All of the records below need to be copied exactly.

Items from a dataset:
::::::::::

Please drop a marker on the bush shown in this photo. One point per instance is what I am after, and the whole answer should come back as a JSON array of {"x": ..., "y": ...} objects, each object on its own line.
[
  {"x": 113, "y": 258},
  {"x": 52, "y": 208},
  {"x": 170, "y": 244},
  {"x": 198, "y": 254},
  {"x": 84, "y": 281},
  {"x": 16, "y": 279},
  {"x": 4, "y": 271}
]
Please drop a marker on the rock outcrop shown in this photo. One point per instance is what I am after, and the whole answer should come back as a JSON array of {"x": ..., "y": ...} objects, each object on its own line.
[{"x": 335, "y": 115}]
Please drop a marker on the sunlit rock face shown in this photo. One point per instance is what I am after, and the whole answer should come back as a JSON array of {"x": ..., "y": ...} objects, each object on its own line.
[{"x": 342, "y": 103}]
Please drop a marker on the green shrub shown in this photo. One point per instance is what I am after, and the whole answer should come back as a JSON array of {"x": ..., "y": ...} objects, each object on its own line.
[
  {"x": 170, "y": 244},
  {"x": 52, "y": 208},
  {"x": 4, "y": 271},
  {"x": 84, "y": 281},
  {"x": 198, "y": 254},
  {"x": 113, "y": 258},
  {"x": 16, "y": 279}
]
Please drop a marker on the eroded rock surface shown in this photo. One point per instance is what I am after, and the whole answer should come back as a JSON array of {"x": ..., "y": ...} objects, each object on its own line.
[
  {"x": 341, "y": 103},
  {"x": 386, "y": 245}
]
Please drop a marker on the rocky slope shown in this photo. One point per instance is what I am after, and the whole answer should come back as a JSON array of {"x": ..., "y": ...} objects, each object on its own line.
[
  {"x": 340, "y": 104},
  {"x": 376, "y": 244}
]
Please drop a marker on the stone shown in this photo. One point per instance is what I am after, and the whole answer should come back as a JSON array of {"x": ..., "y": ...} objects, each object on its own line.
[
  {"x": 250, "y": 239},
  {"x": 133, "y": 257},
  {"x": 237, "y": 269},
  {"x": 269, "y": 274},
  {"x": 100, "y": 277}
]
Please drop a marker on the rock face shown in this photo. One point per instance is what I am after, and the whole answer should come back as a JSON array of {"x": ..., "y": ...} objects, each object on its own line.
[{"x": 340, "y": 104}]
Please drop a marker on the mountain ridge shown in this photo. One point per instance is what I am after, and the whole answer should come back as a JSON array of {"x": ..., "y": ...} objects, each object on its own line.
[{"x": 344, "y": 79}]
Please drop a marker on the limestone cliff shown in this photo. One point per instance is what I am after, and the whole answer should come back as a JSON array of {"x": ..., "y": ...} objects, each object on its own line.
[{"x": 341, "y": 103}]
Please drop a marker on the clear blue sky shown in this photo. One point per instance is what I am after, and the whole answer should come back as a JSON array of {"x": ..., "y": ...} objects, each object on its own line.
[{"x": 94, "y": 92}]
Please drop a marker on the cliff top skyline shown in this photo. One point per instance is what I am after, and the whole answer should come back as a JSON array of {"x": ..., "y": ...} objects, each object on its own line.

::::::::::

RESPONSE TO THE TASK:
Please drop a marker on the bush shown in this photo. One point per instance is what I am after, and the whole answer should come back as a JSON array of {"x": ..., "y": ...} objects, each object on its own line.
[
  {"x": 113, "y": 258},
  {"x": 52, "y": 208},
  {"x": 170, "y": 244},
  {"x": 198, "y": 254},
  {"x": 84, "y": 281},
  {"x": 16, "y": 279},
  {"x": 4, "y": 271}
]
Please drop a marker on the rock outcrop shown in this photo. One point per instance is what I am after, and the whole answer should come back as a JSON array of {"x": ..., "y": ...} objects, each object on its own line.
[{"x": 335, "y": 115}]
Please drop a marker on the sunlit rock face shown in this photo. One point per instance is what I am after, and the whole answer should come back as a JSON array of {"x": ..., "y": ...} objects, each object on its own line.
[{"x": 342, "y": 103}]
Please drop a marker on the green shrub shown in this photo. One point per instance is what I am after, and the whole answer should come back as a JSON array of {"x": ..., "y": ...} objects, each object on its own line.
[
  {"x": 170, "y": 244},
  {"x": 52, "y": 208},
  {"x": 4, "y": 271},
  {"x": 84, "y": 281},
  {"x": 198, "y": 254},
  {"x": 113, "y": 258},
  {"x": 16, "y": 279}
]
Please drop a marker on the eroded rock surface shown in this photo. One point per instance is what I am after, and the whole answer should come back as a JSON array of {"x": ..., "y": ...} objects, each object on its own line.
[
  {"x": 341, "y": 103},
  {"x": 386, "y": 245}
]
Please drop a marker on the rocky slope shown in this photo. One point per instance is what I am after, and the whole answer should come back as a JSON array of {"x": ..., "y": ...} objects, each object on its own line.
[
  {"x": 340, "y": 104},
  {"x": 376, "y": 244}
]
Please drop a marker on the stone shown in this photo. One point per instance is what I am after, and the whole answer should come back as a JSON array of {"x": ..., "y": ...} objects, each object on its own line.
[
  {"x": 250, "y": 239},
  {"x": 133, "y": 257},
  {"x": 237, "y": 269},
  {"x": 269, "y": 274},
  {"x": 100, "y": 277}
]
Please drop a marker on the rock face shown in this photo. One point per instance is what I am after, and the whole answer should come back as a JSON array of {"x": ..., "y": ...} objects, each object on its own line.
[{"x": 340, "y": 104}]
Please drop a marker on the mountain ridge shown in this photo. One point per instance is what I am after, and the whole answer should come back as a JSON array of {"x": ..., "y": ...} objects, each object on its own line.
[{"x": 344, "y": 79}]
Please drop a marker on the limestone cliff shown in this photo. One point per instance is what I am after, and the whole answer should come back as a JSON array of {"x": ..., "y": ...} objects, each object on its own line.
[{"x": 341, "y": 103}]
Please drop a marker on the clear blue sky shown in this photo. One point per instance is what I am after, and the whole answer should come back as a JSON array of {"x": ..., "y": ...} objects, each object on its own line.
[{"x": 94, "y": 92}]
Please drop a marker on the cliff top skyline shown in this photo. One point per instance is what I am after, and the whole answer should come back as a JSON array of {"x": ..., "y": ...} objects, each object on its own line.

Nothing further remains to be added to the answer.